• [PROVIDED ENTRIES]:
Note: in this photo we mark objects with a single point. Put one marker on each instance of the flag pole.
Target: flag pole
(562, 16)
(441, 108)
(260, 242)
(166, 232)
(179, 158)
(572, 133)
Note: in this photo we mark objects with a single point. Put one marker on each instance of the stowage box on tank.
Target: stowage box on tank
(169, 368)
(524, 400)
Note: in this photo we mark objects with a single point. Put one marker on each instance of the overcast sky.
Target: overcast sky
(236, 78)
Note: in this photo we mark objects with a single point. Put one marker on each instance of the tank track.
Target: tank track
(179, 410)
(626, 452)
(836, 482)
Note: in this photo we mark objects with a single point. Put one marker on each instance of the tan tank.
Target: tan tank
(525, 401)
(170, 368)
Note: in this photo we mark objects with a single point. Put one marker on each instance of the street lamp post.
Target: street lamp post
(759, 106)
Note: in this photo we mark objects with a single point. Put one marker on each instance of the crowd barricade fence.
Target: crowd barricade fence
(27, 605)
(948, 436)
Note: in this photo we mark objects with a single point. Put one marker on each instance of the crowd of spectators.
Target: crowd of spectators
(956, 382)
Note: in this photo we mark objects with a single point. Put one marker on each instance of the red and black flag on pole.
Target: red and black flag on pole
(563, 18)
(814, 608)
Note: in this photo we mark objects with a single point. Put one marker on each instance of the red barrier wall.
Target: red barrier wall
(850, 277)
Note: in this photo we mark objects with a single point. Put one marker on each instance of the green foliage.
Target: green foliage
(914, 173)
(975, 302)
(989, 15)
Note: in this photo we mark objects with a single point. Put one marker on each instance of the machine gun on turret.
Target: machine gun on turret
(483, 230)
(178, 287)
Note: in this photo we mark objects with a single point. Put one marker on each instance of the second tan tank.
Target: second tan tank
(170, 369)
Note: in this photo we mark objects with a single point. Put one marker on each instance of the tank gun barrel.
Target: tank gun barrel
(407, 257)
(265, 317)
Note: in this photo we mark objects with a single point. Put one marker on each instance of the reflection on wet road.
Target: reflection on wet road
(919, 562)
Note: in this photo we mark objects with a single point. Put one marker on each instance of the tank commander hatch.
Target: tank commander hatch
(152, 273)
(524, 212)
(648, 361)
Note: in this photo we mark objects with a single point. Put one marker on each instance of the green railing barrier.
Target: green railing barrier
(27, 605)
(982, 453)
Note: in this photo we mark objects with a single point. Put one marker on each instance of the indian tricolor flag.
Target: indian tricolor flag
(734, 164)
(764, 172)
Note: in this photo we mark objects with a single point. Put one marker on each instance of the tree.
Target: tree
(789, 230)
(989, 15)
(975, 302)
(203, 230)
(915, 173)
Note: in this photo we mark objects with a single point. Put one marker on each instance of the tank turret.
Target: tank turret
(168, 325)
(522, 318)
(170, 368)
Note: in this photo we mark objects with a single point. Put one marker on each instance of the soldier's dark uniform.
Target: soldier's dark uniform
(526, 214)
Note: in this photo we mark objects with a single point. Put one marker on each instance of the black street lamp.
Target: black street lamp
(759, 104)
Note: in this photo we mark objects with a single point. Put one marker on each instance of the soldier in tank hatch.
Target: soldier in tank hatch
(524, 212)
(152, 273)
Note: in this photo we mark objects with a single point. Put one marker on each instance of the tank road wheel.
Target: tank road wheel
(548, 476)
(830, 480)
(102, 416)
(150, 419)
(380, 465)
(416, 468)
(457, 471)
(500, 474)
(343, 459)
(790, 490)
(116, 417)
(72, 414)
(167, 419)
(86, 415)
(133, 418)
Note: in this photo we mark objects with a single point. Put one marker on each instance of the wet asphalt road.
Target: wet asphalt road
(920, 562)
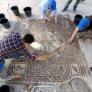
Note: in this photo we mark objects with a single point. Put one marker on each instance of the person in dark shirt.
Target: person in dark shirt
(82, 26)
(69, 2)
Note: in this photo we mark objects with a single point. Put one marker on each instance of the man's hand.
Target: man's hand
(70, 40)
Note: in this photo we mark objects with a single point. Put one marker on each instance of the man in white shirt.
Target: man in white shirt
(48, 10)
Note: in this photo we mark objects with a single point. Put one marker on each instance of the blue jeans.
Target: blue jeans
(84, 23)
(15, 55)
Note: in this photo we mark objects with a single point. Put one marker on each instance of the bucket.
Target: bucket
(28, 11)
(77, 19)
(5, 23)
(4, 88)
(15, 10)
(2, 16)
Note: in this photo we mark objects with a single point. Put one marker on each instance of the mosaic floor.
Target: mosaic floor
(64, 61)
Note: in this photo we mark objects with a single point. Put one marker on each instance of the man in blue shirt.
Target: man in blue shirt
(48, 10)
(83, 24)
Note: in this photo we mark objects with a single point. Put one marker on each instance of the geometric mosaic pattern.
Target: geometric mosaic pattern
(65, 60)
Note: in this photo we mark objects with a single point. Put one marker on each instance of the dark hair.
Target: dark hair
(28, 38)
(4, 88)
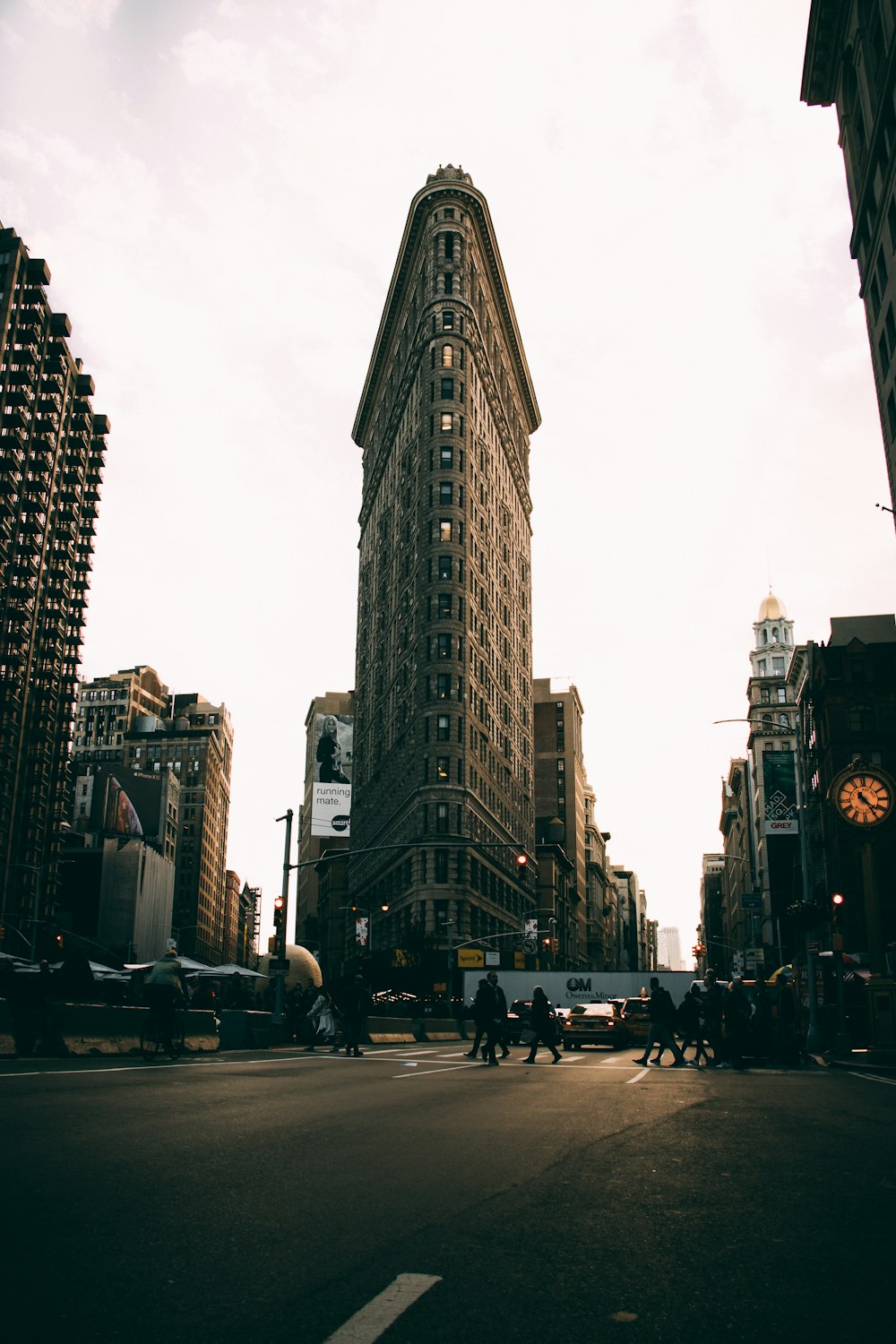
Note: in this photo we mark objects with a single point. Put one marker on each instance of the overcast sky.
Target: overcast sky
(220, 190)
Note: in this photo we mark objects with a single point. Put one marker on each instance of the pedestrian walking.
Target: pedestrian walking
(322, 1021)
(712, 1007)
(355, 1010)
(482, 1010)
(691, 1021)
(498, 1023)
(662, 1016)
(543, 1027)
(737, 1016)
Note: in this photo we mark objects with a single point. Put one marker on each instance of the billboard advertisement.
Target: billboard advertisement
(780, 777)
(332, 774)
(115, 800)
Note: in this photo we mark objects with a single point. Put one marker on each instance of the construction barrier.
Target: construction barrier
(440, 1029)
(381, 1030)
(90, 1030)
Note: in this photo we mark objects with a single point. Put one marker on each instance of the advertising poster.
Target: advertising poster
(332, 782)
(780, 777)
(124, 803)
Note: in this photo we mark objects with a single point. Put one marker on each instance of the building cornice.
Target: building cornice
(823, 50)
(445, 187)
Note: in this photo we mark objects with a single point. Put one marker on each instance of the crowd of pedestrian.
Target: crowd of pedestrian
(723, 1027)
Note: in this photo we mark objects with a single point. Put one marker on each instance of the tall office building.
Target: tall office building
(444, 754)
(560, 795)
(850, 61)
(51, 456)
(320, 924)
(132, 718)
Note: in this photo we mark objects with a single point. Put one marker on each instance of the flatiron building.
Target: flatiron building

• [DIRECTIVE]:
Copy out the material word for word, starting at the line that contains "the flatiron building." and ending with the last line of the material.

• [WRITTEN ANSWER]:
Note: in this photo we mark objects with a single point. Put one marker on each instance of the flatiron building.
Target: flatiron building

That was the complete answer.